> SET EXERCISE: Pictures do not belong in the copy. Write out exactly the lines from the one containing "Draw the outline of every instance of the green beach" through the end of the data.
____
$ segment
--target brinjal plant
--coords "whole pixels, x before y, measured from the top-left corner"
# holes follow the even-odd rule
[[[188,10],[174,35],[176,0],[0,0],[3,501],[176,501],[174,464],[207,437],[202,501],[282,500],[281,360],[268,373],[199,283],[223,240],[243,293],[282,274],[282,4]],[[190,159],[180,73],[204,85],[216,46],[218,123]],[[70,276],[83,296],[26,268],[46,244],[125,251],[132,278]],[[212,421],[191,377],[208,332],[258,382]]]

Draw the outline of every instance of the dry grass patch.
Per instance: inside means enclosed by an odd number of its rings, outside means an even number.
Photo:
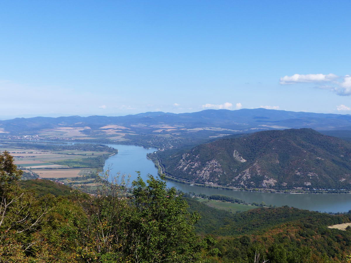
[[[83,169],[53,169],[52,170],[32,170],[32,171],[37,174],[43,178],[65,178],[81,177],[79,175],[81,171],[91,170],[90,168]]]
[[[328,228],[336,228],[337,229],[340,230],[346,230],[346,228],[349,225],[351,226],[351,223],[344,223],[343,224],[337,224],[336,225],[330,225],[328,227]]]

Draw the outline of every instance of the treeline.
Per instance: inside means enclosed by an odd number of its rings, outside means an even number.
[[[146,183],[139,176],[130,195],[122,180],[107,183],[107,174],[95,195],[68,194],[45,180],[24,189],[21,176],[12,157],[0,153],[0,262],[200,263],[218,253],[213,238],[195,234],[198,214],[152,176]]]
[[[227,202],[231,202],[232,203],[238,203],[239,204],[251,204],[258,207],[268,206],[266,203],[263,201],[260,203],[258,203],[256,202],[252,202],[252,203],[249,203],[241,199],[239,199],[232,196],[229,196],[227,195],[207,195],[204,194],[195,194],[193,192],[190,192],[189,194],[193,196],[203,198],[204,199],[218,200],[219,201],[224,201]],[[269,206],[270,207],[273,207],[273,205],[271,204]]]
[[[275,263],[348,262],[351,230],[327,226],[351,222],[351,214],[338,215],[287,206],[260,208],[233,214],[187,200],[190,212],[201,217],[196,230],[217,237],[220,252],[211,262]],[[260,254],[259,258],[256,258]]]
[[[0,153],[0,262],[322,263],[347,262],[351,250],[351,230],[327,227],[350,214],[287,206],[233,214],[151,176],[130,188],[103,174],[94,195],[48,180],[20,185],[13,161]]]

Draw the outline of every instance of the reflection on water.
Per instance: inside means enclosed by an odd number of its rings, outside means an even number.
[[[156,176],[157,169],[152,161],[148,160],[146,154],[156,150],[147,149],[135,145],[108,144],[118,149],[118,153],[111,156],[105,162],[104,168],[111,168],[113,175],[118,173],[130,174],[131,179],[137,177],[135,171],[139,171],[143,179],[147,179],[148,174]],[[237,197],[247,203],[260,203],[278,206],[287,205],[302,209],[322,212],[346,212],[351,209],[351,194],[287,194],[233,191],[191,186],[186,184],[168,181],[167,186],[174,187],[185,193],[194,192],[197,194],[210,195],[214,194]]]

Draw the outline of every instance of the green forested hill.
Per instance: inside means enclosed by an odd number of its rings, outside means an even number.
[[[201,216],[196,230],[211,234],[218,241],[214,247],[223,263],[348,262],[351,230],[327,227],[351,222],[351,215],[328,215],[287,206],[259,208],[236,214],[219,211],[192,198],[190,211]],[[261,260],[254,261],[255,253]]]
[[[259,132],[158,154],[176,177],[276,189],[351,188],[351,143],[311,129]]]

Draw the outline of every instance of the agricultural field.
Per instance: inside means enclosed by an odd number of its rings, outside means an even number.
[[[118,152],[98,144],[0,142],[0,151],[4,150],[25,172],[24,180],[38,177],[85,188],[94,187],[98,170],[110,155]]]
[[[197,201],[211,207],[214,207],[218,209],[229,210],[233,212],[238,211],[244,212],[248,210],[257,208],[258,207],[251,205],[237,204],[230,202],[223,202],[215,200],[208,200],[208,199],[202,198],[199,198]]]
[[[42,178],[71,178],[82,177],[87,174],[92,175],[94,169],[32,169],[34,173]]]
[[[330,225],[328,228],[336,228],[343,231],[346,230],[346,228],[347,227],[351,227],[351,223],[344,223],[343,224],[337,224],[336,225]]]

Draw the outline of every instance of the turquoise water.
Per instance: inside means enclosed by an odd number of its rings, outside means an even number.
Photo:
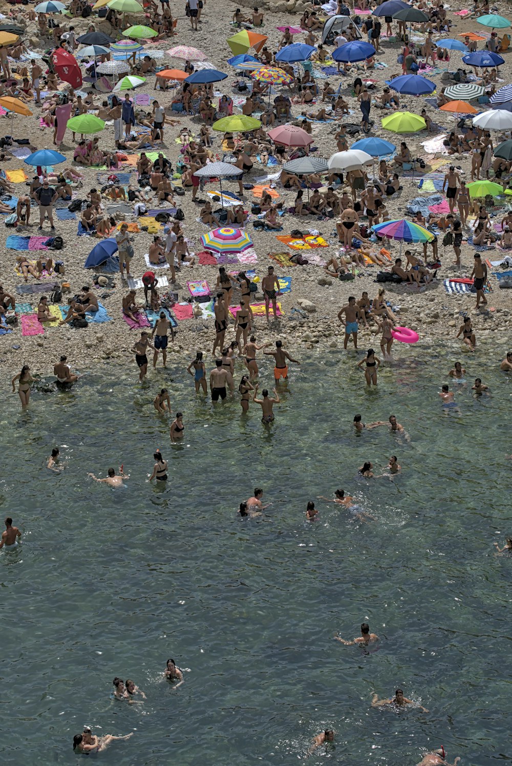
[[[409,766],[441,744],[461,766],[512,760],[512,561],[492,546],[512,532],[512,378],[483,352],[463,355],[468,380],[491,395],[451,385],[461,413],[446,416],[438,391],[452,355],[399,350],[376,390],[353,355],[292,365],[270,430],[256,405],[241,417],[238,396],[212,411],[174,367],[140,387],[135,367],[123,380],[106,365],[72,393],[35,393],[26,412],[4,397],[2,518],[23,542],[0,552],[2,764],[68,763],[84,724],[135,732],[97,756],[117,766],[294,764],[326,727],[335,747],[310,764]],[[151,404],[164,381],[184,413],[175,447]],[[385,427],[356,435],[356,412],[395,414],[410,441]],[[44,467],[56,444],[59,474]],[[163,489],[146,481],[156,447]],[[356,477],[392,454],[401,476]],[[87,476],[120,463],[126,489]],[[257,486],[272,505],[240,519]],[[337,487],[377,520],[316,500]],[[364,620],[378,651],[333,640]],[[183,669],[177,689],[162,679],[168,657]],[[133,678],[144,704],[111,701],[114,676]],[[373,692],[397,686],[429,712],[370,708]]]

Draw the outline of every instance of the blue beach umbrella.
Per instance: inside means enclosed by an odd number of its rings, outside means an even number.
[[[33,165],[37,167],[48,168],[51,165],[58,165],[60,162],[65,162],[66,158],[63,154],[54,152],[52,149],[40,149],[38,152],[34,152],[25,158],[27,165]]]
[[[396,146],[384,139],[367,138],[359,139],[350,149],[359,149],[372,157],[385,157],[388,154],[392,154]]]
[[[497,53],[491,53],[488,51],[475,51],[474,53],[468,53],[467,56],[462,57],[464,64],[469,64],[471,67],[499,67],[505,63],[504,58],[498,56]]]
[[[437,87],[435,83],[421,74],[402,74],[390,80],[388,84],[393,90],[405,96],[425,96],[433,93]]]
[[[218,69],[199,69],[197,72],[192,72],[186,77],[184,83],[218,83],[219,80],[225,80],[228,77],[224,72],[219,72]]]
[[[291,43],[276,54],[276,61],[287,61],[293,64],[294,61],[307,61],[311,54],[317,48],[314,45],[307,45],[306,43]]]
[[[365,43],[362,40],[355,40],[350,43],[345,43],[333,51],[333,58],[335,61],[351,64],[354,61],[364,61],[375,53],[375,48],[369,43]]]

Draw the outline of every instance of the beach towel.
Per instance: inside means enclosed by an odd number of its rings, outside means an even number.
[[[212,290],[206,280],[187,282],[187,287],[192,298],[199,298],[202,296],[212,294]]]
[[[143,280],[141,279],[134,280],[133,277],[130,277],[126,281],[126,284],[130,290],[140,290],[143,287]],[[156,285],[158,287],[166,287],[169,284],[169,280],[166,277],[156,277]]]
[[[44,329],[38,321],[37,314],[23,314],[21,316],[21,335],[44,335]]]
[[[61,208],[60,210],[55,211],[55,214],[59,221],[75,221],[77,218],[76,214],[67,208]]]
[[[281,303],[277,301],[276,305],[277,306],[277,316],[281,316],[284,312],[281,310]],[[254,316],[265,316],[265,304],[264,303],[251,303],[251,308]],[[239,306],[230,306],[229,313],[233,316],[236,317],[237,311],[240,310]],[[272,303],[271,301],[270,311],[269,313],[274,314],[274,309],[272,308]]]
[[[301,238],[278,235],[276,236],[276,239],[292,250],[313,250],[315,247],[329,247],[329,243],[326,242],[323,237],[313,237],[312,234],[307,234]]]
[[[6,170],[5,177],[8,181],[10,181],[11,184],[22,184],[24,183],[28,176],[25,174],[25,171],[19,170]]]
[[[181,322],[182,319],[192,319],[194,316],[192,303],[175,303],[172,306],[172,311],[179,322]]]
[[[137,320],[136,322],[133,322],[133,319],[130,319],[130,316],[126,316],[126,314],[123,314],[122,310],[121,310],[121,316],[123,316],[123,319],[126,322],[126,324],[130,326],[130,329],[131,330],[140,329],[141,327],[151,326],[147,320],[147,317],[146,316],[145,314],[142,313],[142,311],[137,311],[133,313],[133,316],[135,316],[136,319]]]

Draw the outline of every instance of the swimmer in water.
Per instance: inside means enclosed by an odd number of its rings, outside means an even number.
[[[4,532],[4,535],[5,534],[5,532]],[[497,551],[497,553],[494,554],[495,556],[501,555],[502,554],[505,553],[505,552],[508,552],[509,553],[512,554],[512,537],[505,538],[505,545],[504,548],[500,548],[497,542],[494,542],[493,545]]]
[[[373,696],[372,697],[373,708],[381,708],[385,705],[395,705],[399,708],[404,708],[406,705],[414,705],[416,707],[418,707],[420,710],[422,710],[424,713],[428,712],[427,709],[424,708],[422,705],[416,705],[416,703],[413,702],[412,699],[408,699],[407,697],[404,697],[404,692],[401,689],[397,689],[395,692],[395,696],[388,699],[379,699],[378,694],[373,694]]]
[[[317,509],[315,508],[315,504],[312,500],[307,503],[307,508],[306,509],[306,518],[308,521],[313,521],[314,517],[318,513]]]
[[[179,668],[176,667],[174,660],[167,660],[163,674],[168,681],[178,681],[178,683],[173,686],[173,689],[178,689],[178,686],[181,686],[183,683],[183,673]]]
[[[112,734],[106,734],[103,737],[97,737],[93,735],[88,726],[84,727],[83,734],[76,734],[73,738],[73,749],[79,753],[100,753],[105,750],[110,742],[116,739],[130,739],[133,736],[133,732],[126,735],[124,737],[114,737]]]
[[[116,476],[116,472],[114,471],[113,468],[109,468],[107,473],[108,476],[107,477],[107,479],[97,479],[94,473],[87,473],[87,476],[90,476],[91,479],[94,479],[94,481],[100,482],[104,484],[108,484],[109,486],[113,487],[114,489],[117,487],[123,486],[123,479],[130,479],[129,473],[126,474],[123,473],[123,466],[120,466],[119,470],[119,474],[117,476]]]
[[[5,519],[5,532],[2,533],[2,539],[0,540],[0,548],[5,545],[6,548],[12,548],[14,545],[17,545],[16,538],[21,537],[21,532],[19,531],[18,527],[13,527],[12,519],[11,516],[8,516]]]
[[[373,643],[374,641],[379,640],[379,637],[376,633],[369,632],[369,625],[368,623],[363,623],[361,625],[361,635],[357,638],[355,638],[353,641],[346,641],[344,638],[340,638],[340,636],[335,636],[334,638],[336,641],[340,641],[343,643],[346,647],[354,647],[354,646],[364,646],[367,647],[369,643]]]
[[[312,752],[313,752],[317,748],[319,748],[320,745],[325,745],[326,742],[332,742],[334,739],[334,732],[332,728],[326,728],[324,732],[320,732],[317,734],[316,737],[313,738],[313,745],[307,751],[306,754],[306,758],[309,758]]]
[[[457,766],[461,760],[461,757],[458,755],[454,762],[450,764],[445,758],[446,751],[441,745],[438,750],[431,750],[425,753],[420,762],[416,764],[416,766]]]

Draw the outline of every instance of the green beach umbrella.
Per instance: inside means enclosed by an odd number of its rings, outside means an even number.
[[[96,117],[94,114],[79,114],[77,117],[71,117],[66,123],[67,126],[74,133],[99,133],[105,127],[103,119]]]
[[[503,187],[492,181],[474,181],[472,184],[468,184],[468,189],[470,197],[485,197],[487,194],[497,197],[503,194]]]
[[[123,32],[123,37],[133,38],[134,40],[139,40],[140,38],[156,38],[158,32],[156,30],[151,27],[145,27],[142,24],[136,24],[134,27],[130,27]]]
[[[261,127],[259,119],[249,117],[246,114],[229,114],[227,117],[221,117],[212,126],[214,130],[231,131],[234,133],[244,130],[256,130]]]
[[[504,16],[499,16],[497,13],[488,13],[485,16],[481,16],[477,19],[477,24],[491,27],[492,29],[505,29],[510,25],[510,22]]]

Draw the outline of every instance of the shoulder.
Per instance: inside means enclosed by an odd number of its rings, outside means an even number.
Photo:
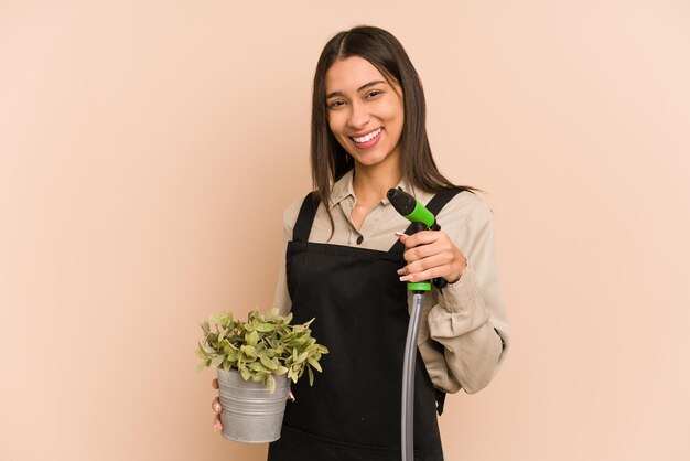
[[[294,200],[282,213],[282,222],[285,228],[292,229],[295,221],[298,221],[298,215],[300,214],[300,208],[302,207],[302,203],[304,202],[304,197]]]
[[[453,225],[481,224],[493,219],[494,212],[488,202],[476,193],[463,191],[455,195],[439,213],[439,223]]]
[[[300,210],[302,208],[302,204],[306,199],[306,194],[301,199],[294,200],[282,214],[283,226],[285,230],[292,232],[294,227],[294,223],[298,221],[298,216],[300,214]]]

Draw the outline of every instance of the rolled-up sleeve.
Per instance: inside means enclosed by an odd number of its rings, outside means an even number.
____
> RESPONSE TO THIS EXERCISE:
Draw the outline of every instance of the green beach umbrella.
Per instance: inside means enclosed by an odd number of its rings, outside means an even number.
[[[96,117],[94,114],[79,114],[77,117],[71,117],[66,123],[67,126],[74,133],[99,133],[105,127],[103,119]]]
[[[503,187],[492,181],[474,181],[472,184],[468,184],[468,189],[470,197],[485,197],[487,194],[497,197],[503,194]]]
[[[123,32],[123,37],[133,38],[134,40],[139,40],[140,38],[156,38],[158,32],[156,30],[151,27],[145,27],[142,24],[136,24],[134,27],[130,27]]]
[[[261,127],[259,119],[249,117],[246,114],[229,114],[227,117],[221,117],[212,126],[214,130],[231,131],[234,133],[244,130],[256,130]]]
[[[504,16],[499,16],[497,13],[488,13],[485,16],[481,16],[477,19],[477,24],[491,27],[492,29],[505,29],[510,25],[510,22]]]

Draw the outline of every instance of the shoulder.
Per instance: inside means enclosed by an odd number of its rings, outside means an even number.
Photo:
[[[294,200],[282,213],[282,222],[285,228],[292,229],[295,221],[298,221],[298,215],[300,214],[300,208],[302,207],[302,203],[304,202],[304,197]]]
[[[453,225],[481,224],[493,219],[494,212],[488,202],[476,193],[463,191],[455,195],[439,213],[439,223]]]
[[[300,210],[302,208],[302,204],[306,199],[306,194],[301,199],[294,200],[282,214],[283,226],[285,230],[292,232],[294,227],[294,223],[298,221],[298,216],[300,214]]]

Draw the outline of every instance of the rolled-up sleeve.
Per instance: inside means enclosed by an odd number of its rings, outside means an even number.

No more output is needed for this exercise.